= Inverse gas chromatography =

Technique used to study the properties of some materials

Analytical gas chromatography A (top) compared with inverse gas chromatography B (bottom). While in gas chromatography a sample containing multiple species is separated into its components on a stationary phase, Inverse gas chromatography uses injection of a single species to probe the characteristics of a stationary phase sample.

Inverse gas chromatography is a physical characterization analytical technique that is used in the analysis of the surfaces of solids.

Inverse gas chromatography or IGC is a highly sensitive and versatile gas phase technique developed over 40 years ago to study the surface and bulk properties of particulate and fibrous materials. In IGC the roles of the stationary (solid) and mobile (gas or vapor) phases are inverted from traditional analytical gas chromatography (GC); IGC is considered a materials characterization technique (of the solid) rather than an analytical technique (of a gas mixture). In GC, a standard column is used to separate and characterize a mixture of several gases or vapors. In IGC, a single standard gas or vapor (probe molecule) is injected into a column packed with the solid sample under investigation.

## Data to examine
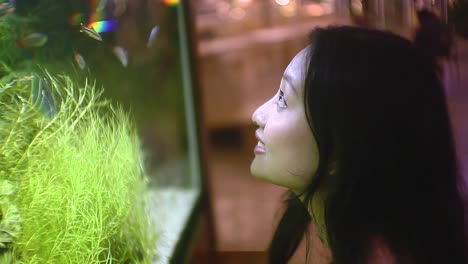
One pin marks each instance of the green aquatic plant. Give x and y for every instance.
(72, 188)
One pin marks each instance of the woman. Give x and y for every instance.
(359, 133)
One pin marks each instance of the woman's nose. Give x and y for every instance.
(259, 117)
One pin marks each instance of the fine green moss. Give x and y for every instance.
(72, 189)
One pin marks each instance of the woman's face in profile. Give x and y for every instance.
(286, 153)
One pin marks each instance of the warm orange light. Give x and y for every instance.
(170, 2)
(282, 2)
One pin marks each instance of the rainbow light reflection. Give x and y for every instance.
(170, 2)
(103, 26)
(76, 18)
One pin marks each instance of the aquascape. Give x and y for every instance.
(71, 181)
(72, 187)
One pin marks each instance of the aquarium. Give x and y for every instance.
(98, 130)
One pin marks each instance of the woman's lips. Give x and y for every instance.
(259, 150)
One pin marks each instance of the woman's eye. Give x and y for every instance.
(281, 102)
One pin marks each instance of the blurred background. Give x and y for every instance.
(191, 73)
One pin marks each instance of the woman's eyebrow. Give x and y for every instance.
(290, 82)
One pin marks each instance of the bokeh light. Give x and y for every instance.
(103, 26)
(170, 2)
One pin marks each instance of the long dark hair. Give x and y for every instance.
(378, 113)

## Tasks to carry out
#1 Copy the inverse gas chromatography text between "Inverse gas chromatography or" and "sample under investigation.", inclusive, and replace "fibrous" with "porous".
#2 Answer these questions from the inverse gas chromatography text.
(a) What happens to a sample containing multiple species in gas chromatography?
(b) How long ago was IGC developed?
(c) In IGC, what is injected into the column packed with the solid sample?
#3 Decide whether each statement agrees with the inverse gas chromatography text. Give yes or no and quote the deciding words.
(a) IGC is considered an analytical technique of a gas mixture.
(b) In GC, a standard column is used to separate a mixture of several gases or vapors.
(c) Inverse gas chromatography is used in the analysis of the surfaces of solids.
Work only from the inverse gas chromatography text; the records play no part here.

## Answers by item number
#1
Inverse gas chromatography or IGC is a highly sensitive and versatile gas phase technique developed over 40 years ago to study the surface and bulk properties of particulate and porous materials. In IGC the roles of the stationary (solid) and mobile (gas or vapor) phases are inverted from traditional analytical gas chromatography (GC); IGC is considered a materials characterization technique (of the solid) rather than an analytical technique (of a gas mixture). In GC, a standard column is used to separate and characterize a mixture of several gases or vapors. In IGC, a single standard gas or vapor (probe molecule) is injected into a column packed with the solid sample under investigation.

#2
(a) It is separated into its components on a stationary phase.
(b) Over 40 years ago.
(c) A single standard gas or vapor (probe molecule).

#3
(a) No: "IGC is considered a materials characterization technique (of the solid) rather than an analytical technique (of a gas mixture)"
(b) Yes: "In GC, a standard column is used to separate and characterize a mixture of several gases or vapors."
(c) Yes: "Inverse gas chromatography is a physical characterization analytical technique that is used in the analysis of the surfaces of solids."